Format each line of the entries below as a JSON array of strings, one string per line, with blank lines left out. Omit the pictures.

======

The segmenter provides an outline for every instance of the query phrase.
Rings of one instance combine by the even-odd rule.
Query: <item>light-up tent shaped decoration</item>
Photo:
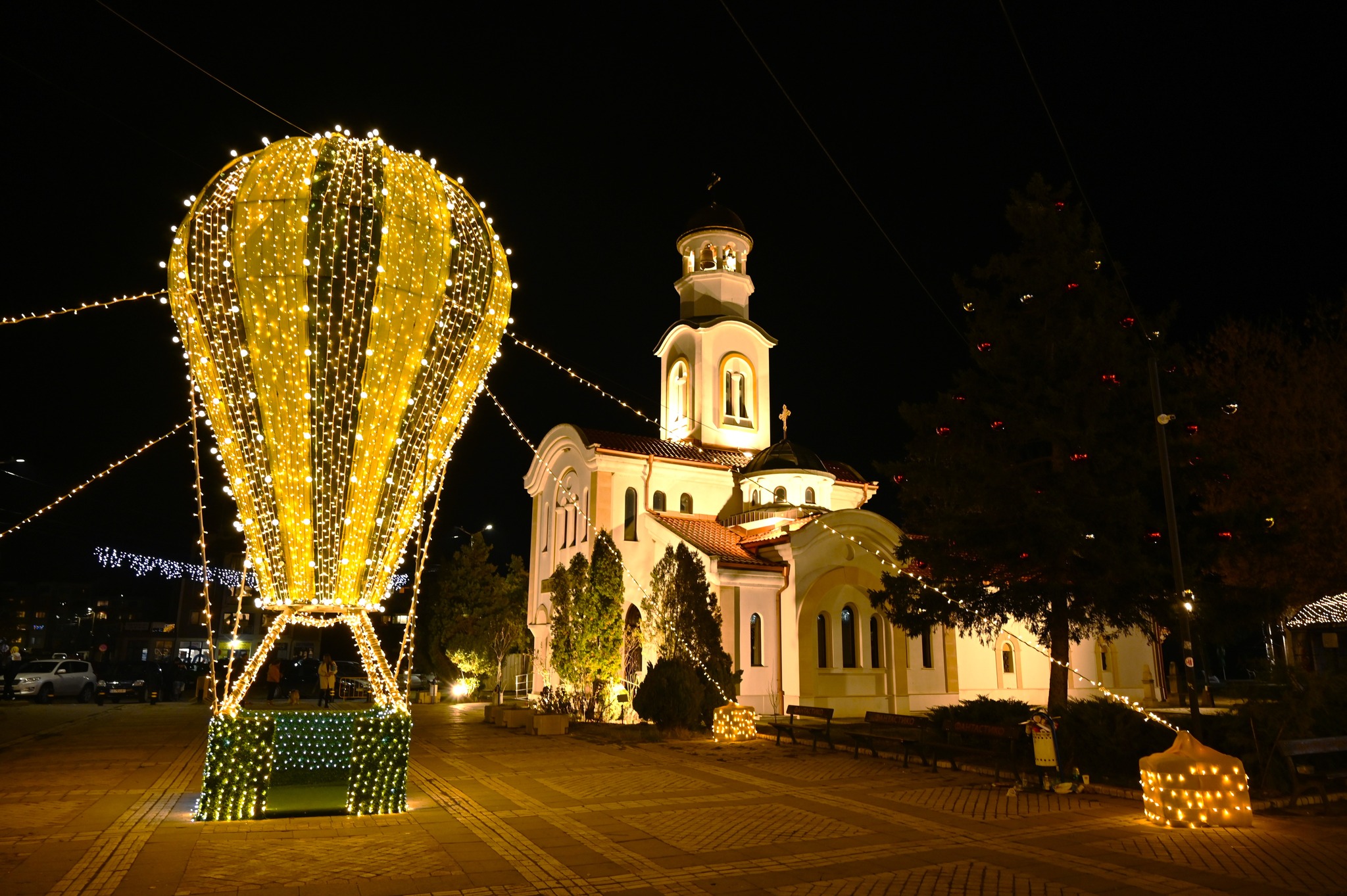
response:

======

▶ _SOLUTION_
[
  "The segmenter provides an outline for every instance of the query phrase.",
  "Rings of one instance combine by the even-odd rule.",
  "Query: <item>light-up tent shaped decoration</item>",
  "Photo:",
  "response:"
]